# [DOCUMENT TEXT]
··········

Organ-on-a-chip Biosensor Mimics Human Body for Drug Development
A synthetic biosensor that mimics properties found in cell membranes and provides an electronic readout of activity could lead to a better understanding of cell biology, the development of new drugs, and the creation of sensory organs on a chip capable of detecting chemicals, similar to how noses and tongues work.
A study published in the Synthetic Biology journal of the American Chemical Society describes the technology that allows the studying of body proteins in ways that would be incredibly impossible with current technology.
‘New Organ-on-a-chip biosensor opens the door to researchers for disease modeling, drug development, and personalized medicine.’
The bioengineering feat uses synthetic biology to recreate a cell membrane and its embedded proteins, which are gatekeepers of cellular functions. A conducting sensing platform allows for an electronic readout when a protein is activated. Being able to test if and how a molecule reacts with proteins in a cell membrane could generate a great many applications.
But embedding membrane proteins into sensors had been notoriously difficult until the study's authors combined bioelectronic sensors with a new approach to synthesize proteins.
Proteins within cell membranes serve many important functions, including communicating with the environment, catalyzing chemical reactions, and moving compounds and ions across the membranes.
When a membrane protein receptor is activated, charged ions move across a membrane channel, triggering a function in the cell. For example, brain neurons or muscle cells fire when cues from nerves signal charged calcium-ion channels to open.
Organ-on-a-chip Biosensor Achieves the Human Avatar in Silicon
The researchers have created a biosensor that starts with a conducting polymer, which is soft and easy to work with, on top of a support that acts together as an electric circuit that is monitored by a computer. A layer of lipid (fat) molecules, which forms the membrane, lies on top of the polymer, and the proteins of interest are placed within the lipids.In this proof of concept, the researchers have created a cell-free platform that allowed them to synthesize a model protein directly into this artificial membrane. The system has a dual readout technology built in.

··········

# [DATA SUPPLIED]
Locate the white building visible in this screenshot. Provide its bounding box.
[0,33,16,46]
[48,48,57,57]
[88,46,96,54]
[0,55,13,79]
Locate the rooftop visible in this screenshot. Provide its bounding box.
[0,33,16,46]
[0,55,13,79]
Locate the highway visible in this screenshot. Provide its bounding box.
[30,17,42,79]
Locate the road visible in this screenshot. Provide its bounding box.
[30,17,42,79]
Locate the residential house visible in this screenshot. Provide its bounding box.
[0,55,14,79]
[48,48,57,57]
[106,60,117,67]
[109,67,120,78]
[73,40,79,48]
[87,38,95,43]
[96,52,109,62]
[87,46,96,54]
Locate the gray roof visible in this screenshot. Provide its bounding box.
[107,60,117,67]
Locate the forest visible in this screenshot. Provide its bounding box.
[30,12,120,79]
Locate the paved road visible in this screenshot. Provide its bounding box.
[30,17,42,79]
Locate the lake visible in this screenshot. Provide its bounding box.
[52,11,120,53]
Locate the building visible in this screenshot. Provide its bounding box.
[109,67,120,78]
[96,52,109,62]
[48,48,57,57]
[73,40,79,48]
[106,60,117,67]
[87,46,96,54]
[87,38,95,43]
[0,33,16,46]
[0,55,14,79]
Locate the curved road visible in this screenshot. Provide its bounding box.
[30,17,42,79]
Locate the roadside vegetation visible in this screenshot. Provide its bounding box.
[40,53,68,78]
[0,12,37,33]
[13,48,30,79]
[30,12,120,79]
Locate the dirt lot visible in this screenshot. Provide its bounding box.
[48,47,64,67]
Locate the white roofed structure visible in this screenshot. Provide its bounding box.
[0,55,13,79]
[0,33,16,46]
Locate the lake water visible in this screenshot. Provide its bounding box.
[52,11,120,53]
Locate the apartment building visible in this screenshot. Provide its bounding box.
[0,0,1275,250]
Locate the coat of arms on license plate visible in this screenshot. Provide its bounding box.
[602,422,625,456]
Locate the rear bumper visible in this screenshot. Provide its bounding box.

··········

# [STUDY QUESTIONS]
1 – Output the part of the biosensor article starting at "A study published" and ending at "with current technology.".
2 – Answer these questions from the biosensor article.
(a) In which journal was the study published?
(b) What forms the membrane in the biosensor?
(c) What happens when a membrane protein receptor is activated?
The lines are separate material from the biosensor article.

# [ANSWERS BY TASK]
1 –
A study published in the Synthetic Biology journal of the American Chemical Society describes the technology that allows the studying of body proteins in ways that would be incredibly impossible with current technology.

2 –
(a) The Synthetic Biology journal of the American Chemical Society.
(b) A layer of lipid (fat) molecules on top of the polymer.
(c) Charged ions move across a membrane channel, triggering a function in the cell.